What the task asks :: The exercise calls for a faithful copy of all the data.

___ Records for processing

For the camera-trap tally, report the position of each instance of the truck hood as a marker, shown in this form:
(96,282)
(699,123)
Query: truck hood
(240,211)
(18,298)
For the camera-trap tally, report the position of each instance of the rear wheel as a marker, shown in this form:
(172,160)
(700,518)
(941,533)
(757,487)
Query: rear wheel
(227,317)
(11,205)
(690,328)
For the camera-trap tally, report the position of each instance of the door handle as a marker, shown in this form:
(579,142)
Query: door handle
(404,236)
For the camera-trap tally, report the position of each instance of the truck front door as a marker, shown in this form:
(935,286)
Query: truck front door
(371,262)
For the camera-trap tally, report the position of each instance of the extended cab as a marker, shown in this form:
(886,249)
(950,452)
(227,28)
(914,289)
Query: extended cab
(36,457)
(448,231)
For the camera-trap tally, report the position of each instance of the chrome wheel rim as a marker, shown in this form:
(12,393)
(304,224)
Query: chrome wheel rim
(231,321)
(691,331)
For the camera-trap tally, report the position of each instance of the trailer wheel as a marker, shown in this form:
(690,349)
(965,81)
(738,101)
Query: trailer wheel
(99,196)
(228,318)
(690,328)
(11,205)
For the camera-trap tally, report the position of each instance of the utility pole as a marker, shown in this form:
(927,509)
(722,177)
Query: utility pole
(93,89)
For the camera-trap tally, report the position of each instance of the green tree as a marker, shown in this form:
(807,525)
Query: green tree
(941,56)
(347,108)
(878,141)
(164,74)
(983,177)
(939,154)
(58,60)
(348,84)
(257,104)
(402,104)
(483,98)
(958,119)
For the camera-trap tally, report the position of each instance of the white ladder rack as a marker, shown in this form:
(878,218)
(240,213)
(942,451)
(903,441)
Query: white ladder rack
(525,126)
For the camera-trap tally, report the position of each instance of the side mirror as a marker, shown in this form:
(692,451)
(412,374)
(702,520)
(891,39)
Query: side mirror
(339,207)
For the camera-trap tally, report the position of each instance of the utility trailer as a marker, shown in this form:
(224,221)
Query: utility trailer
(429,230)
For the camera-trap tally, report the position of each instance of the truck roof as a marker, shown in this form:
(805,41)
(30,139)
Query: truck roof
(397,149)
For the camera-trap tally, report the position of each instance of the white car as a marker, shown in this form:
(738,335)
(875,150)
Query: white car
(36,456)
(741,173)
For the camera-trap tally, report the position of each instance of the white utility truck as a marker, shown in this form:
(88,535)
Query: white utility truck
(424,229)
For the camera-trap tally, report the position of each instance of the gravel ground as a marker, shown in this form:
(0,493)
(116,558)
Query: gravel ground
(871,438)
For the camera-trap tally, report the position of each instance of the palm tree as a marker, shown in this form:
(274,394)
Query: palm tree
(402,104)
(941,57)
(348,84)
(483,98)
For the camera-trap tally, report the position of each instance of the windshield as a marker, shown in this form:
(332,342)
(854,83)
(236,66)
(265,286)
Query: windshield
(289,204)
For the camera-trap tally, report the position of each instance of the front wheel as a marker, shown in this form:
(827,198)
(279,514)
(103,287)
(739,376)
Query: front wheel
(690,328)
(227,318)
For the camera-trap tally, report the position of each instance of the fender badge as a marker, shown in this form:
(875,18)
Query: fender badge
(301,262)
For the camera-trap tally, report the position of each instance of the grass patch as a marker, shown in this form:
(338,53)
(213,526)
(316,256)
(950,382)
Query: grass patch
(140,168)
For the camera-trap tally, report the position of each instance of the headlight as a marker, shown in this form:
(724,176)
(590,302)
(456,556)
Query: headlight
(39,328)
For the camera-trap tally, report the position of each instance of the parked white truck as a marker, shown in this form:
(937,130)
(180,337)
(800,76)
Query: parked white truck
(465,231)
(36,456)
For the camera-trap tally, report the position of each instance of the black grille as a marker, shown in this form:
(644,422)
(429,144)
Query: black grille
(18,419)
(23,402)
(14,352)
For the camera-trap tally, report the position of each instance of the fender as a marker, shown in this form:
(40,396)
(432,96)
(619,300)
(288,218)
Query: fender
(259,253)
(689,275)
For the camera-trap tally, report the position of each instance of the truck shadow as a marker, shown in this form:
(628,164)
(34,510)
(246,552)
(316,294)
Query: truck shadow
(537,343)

______

Response area ::
For the camera-trap tally, report the position of each instance of the truck hood as a marker, shown in this form:
(96,282)
(699,123)
Query: truck hood
(240,211)
(18,298)
For the camera-trap tally, report the position of each instance of the rear wheel as a marker, shown in this form:
(172,160)
(700,518)
(941,533)
(757,487)
Query: rear wheel
(227,317)
(11,205)
(690,328)
For the camera-trap tally, report the position of each instance of the door handle as a marker, shown in this form:
(579,142)
Query: door handle
(404,236)
For the camera-trap tally, report the position of each instance of the truck front door as a marker, shown in this form:
(935,286)
Query: truck front door
(371,262)
For the camera-trap tally, report the position of each instance of the extended cab as a marker, shown in this form:
(886,249)
(950,452)
(227,28)
(914,289)
Query: extended cab
(36,457)
(448,231)
For the camera-trap tally, report the position of each instance of the chrome wheel rim as a marker, shown in this form:
(12,393)
(304,224)
Query: chrome wheel rim
(231,321)
(691,331)
For the camera-trap tally, report the position of each instance of the trailer wheel as a marker, shown in this form:
(690,349)
(965,81)
(738,101)
Query: trailer wheel
(99,196)
(228,318)
(690,328)
(11,205)
For the camera-trap tally, report the position of each instance of the utility pole as a marker, shown in this form:
(927,509)
(722,177)
Query: utility pole
(93,89)
For the camera-trap tally, report the position of each instance of the green tree as a marker, shown in this form:
(807,525)
Query: green tree
(941,56)
(347,108)
(878,141)
(164,74)
(983,177)
(939,154)
(58,60)
(348,84)
(257,104)
(402,104)
(483,98)
(958,119)
For the camera-trap tally, report the position of each instance of the white ladder rack as a marker, shown in this form:
(878,218)
(240,213)
(942,451)
(903,441)
Query: white ladder rack
(525,126)
For the camera-trap tally, report the position of each instance of the side mirror as a marker, shown in this form:
(692,451)
(412,374)
(702,520)
(891,39)
Query: side mirror
(339,207)
For the camera-trap tally, report the position of each instance of the utility trailer as a marker, shown in this form:
(224,221)
Query: utility trailer
(429,230)
For the camera-trap tally, report the position of each instance of the truck roof as a marker, shown in this form:
(805,41)
(30,139)
Query: truck roof
(397,149)
For the camera-trap tally, report the position of each instance of the white car as a marker, shown in this form:
(738,335)
(875,150)
Query: white car
(36,456)
(741,173)
For the camera-trap tally, report the position of each instance of the white utility truck as a marker, shown in this form:
(88,535)
Query: white utility truck
(424,229)
For the camera-trap tally, report the position of each instance of the gravel ground as a marker, shown in this form:
(0,493)
(116,558)
Query: gravel ground
(871,438)
For the camera-trap tally, report the position of each instance of the palm tree as a marker, shown in this form:
(274,394)
Query: palm tree
(402,104)
(941,57)
(348,84)
(483,98)
For the camera-trap tally, report the position of each instance of the windshield as a marker, shown in this form:
(332,342)
(854,83)
(236,66)
(265,286)
Query: windshield
(289,204)
For the camera-trap tally, report the position of each instance of the front wheel as a marker, shown in this form:
(827,198)
(279,514)
(103,287)
(739,376)
Query: front wheel
(690,328)
(227,318)
For the camera-trap tally, report the position of each instance of the fender badge as a marker, shown in this form:
(875,18)
Query: fender badge
(301,262)
For the camera-trap tally, report the position of each instance of the grass patch as a marker, shown in this form:
(338,53)
(213,526)
(316,256)
(950,382)
Query: grass patch
(140,168)
For the camera-trap tally, report the position of each instance of the headlight as a marker, shown in this form:
(724,176)
(590,302)
(456,556)
Query: headlight
(39,328)
For the camera-trap tally, report the position of each instance of the parked white truck as a marker, shown in this form:
(937,130)
(180,337)
(800,76)
Query: parked white truck
(465,231)
(36,456)
For the camera-trap tally, report the position of each instance of the black grille as a marker, shown in this form:
(644,422)
(429,144)
Query: black grille
(18,419)
(23,402)
(14,352)
For the camera-trap tally, report the position of each instance of the fender as a marker, shown in this form:
(40,396)
(432,96)
(619,300)
(288,218)
Query: fender
(259,253)
(689,275)
For the camera-trap tally, report the position of each instance of the truck shadow as a marker, shown in this form:
(628,164)
(34,510)
(246,552)
(316,294)
Query: truck shadow
(537,343)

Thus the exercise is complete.